From the records below, copy out word for word the stretch from the line containing "of the upstairs" through the line containing "[[255, 49], [204, 71], [256, 198]]". Give only those lines.
↓
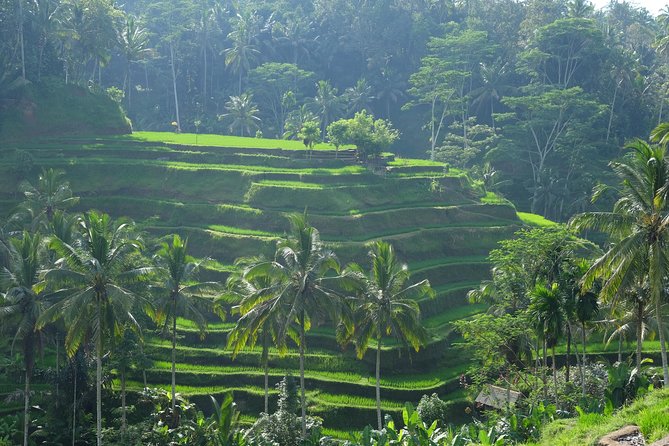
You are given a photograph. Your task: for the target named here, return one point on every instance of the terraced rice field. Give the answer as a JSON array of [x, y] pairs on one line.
[[229, 196]]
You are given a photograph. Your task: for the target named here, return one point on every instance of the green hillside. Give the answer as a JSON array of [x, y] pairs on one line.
[[229, 197], [51, 107]]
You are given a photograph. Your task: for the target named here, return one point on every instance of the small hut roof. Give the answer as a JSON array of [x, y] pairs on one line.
[[497, 397]]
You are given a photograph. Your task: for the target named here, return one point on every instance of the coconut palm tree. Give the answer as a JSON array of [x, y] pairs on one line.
[[179, 294], [586, 310], [493, 77], [386, 305], [327, 105], [93, 276], [305, 273], [640, 224], [23, 304], [358, 97], [546, 310], [133, 41], [244, 113], [243, 51], [256, 322], [42, 201]]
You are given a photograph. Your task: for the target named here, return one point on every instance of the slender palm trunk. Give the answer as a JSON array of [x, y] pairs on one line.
[[568, 357], [74, 406], [378, 383], [663, 347], [174, 87], [23, 54], [543, 372], [98, 379], [266, 371], [174, 361], [613, 106], [26, 409], [240, 81], [57, 365], [123, 405], [304, 401], [554, 366], [584, 362], [639, 333], [656, 279]]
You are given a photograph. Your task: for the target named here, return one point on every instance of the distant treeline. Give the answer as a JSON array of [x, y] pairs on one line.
[[543, 93]]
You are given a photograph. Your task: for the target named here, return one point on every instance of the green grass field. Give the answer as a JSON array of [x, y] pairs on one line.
[[229, 196]]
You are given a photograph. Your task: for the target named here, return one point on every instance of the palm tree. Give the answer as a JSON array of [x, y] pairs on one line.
[[179, 294], [243, 51], [546, 309], [133, 41], [327, 104], [46, 18], [640, 224], [494, 87], [386, 306], [23, 304], [254, 293], [358, 97], [94, 272], [243, 112], [50, 195], [587, 309], [302, 270], [632, 314]]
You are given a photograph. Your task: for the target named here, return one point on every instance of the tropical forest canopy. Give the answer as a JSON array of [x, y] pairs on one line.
[[250, 143], [542, 92]]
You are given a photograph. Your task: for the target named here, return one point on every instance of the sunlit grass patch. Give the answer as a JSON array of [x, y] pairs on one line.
[[225, 141], [535, 220]]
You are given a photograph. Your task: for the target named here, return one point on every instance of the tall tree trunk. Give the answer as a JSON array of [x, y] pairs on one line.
[[492, 114], [663, 346], [265, 356], [613, 105], [568, 357], [174, 88], [23, 53], [204, 76], [554, 366], [584, 362], [304, 401], [129, 80], [543, 373], [98, 380], [174, 360], [26, 409], [656, 279], [639, 333], [57, 365], [378, 383], [74, 404], [123, 405], [240, 81]]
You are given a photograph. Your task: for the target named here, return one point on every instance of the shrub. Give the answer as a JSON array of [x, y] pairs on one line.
[[432, 408]]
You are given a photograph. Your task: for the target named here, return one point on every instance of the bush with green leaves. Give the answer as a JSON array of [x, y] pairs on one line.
[[283, 427], [431, 408]]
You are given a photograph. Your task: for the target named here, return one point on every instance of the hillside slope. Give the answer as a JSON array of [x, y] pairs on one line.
[[232, 202], [54, 108]]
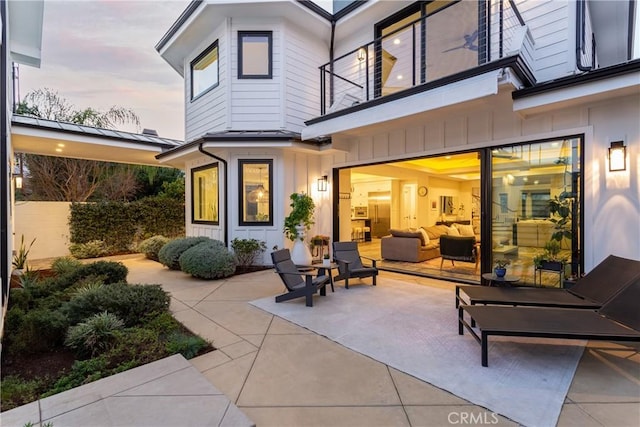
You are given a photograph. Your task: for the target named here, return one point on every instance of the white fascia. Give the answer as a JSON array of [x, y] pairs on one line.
[[455, 93], [589, 91]]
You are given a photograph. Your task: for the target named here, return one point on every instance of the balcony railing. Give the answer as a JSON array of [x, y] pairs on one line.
[[452, 40]]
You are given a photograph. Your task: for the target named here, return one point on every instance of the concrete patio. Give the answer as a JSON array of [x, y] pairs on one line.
[[279, 374]]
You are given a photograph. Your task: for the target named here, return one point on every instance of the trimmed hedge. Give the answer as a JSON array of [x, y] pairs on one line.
[[208, 260], [170, 253], [120, 224], [152, 246]]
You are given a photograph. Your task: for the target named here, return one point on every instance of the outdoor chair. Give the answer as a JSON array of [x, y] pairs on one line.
[[298, 283], [349, 261], [459, 248], [617, 320], [590, 292]]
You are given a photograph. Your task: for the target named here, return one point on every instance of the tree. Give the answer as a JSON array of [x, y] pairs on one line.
[[77, 180], [47, 104]]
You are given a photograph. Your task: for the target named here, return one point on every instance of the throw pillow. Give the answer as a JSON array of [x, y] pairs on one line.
[[425, 236], [453, 231], [465, 230], [407, 233]]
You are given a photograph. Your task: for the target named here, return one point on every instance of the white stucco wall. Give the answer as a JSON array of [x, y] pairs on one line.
[[48, 223]]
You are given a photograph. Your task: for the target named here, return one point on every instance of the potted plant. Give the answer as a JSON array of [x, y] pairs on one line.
[[501, 267], [326, 260], [550, 258], [297, 223], [19, 262]]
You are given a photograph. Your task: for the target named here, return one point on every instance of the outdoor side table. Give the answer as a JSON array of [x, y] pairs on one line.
[[322, 270], [500, 281]]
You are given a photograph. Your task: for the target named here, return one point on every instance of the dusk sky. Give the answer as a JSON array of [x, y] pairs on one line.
[[100, 53]]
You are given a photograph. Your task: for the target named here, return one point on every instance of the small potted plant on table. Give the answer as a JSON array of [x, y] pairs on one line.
[[501, 267]]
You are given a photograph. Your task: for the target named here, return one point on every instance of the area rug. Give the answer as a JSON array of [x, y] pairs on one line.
[[413, 328]]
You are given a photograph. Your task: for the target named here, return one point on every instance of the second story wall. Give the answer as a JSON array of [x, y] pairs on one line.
[[552, 24], [304, 53], [256, 104], [208, 112], [284, 101]]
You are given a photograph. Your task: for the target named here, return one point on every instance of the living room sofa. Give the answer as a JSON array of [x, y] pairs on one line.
[[412, 245], [416, 245]]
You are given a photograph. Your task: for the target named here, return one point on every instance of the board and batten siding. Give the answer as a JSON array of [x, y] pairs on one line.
[[292, 172], [208, 113], [256, 104], [303, 56]]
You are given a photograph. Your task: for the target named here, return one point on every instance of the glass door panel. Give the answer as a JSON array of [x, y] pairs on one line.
[[534, 210]]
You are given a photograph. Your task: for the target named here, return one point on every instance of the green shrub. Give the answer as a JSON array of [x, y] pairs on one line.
[[91, 249], [108, 271], [208, 260], [131, 303], [152, 246], [187, 345], [82, 372], [16, 392], [65, 265], [164, 324], [95, 335], [134, 347], [39, 330], [247, 250], [170, 253]]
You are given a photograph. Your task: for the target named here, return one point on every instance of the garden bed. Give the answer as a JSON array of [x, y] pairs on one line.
[[57, 335]]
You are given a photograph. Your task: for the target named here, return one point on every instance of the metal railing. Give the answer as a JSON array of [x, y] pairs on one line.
[[424, 50]]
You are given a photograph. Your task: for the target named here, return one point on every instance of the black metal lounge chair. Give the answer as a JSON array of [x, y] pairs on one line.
[[617, 320], [297, 285], [593, 290], [350, 263]]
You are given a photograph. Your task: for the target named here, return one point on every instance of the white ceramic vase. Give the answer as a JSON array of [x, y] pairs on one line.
[[300, 253]]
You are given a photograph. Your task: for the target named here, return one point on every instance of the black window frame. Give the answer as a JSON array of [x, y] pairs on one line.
[[241, 209], [215, 166], [241, 74], [204, 53]]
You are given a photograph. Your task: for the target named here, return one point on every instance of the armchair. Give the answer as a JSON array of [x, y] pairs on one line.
[[350, 263], [297, 285], [459, 248]]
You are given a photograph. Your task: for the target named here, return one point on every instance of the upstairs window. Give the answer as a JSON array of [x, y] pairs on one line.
[[255, 49], [204, 71], [256, 198]]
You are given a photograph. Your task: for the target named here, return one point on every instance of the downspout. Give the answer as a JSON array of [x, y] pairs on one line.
[[226, 192], [4, 167], [580, 5], [331, 55]]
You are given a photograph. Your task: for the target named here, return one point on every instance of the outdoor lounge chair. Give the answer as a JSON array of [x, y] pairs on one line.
[[591, 292], [350, 265], [297, 285], [617, 320]]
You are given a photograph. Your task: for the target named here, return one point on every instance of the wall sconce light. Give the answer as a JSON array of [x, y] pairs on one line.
[[18, 180], [617, 156], [322, 183]]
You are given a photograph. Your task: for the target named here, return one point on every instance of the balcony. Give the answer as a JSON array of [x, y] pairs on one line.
[[457, 42]]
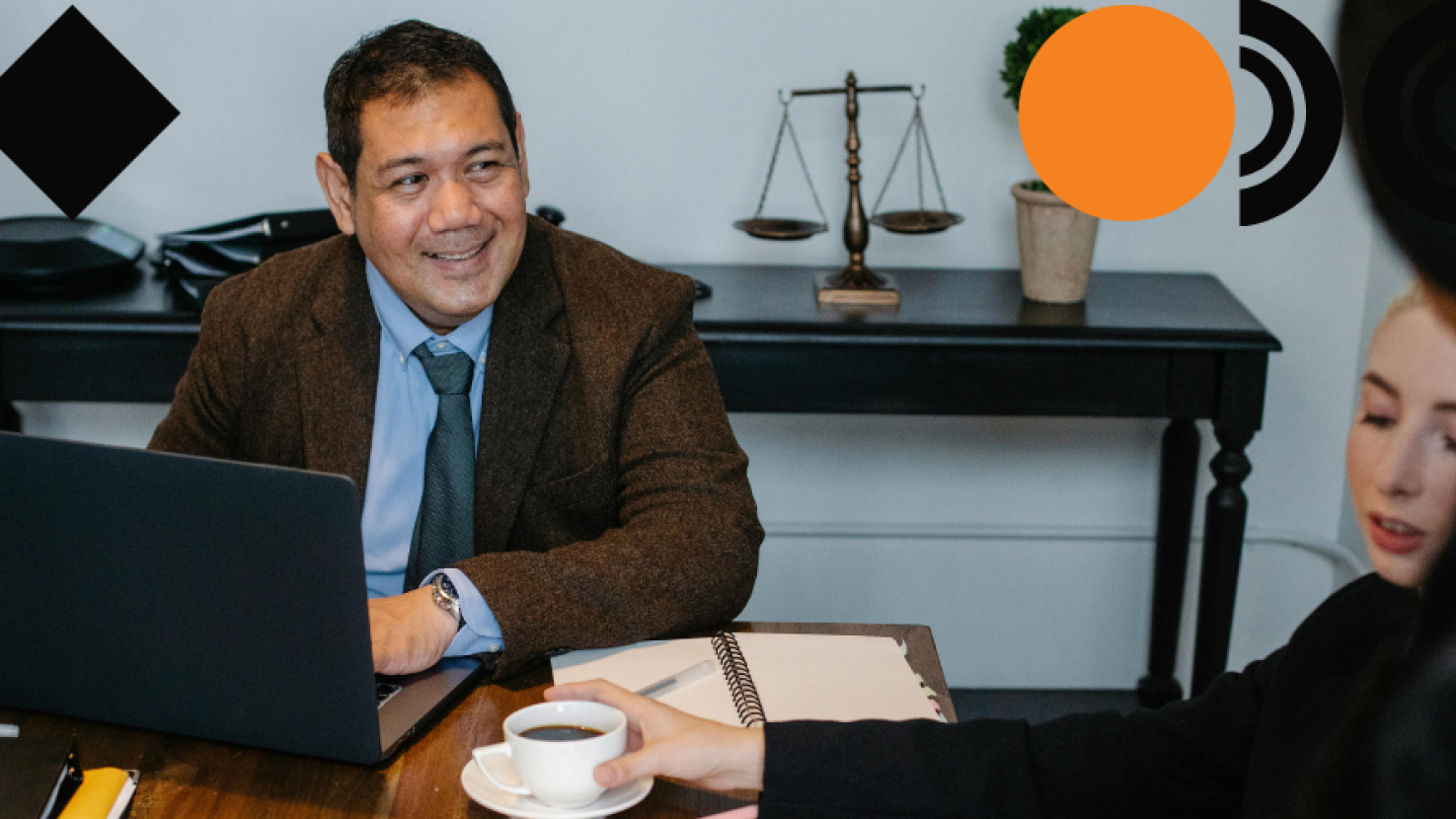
↑
WRITTEN ANSWER:
You are given a photograph. Your task: for the target named here, return one point on every instance of the upstairs window. Give the answer as a JSON array of [x, y] pairs on one line.
[[255, 49], [204, 71], [256, 198]]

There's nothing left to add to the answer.